§ **PROMPT**
Rewrite the material from its start through the line containing "negative clicks: (158, 3)" as a numbered list, skipping blank lines.

[Stored data entries]
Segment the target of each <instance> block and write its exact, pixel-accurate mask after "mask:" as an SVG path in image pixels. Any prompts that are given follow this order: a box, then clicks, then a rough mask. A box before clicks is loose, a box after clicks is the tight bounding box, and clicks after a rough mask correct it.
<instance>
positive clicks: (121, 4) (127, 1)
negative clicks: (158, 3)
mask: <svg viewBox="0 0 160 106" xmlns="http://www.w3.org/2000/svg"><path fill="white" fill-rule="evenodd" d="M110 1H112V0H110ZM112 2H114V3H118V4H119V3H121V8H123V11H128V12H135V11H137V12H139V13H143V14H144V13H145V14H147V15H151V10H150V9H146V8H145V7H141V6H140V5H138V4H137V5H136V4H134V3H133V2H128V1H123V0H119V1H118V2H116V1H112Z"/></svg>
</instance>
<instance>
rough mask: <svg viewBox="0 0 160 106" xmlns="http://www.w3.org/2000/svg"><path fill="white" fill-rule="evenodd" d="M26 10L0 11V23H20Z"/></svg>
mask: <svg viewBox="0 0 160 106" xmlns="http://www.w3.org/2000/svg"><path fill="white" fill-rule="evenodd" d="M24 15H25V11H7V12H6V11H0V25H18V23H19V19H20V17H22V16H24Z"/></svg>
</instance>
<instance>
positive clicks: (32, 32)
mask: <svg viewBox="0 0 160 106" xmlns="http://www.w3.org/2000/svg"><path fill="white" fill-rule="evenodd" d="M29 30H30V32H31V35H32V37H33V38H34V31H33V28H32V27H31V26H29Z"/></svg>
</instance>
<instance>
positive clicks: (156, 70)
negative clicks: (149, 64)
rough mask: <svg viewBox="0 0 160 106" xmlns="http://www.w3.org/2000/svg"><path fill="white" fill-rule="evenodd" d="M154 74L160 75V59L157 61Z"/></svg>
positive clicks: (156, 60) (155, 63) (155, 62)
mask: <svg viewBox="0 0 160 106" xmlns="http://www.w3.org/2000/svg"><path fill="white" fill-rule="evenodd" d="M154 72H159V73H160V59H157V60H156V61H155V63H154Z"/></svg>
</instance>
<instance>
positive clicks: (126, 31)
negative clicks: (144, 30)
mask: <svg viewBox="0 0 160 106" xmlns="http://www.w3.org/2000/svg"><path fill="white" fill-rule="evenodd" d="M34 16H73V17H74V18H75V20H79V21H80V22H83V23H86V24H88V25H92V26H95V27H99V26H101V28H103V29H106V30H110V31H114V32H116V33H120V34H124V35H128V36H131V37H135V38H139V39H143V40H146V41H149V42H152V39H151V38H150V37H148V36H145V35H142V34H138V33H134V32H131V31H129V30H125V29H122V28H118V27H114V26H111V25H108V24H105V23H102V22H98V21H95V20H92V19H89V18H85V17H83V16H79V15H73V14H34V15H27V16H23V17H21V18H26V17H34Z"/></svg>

§ **YOUR SOLUTION**
1. Segment the target of each <instance> block and write its exact, pixel-accurate mask after "mask:" as an SVG path in image pixels. Any prompts that are given follow this order: a box, then clicks, then a rough mask. A box before clicks is loose, a box after clicks is the tight bounding box, and clicks after a rough mask correct it.
2. <instance>
3. positive clicks: (121, 4) (127, 1)
4. negative clicks: (158, 3)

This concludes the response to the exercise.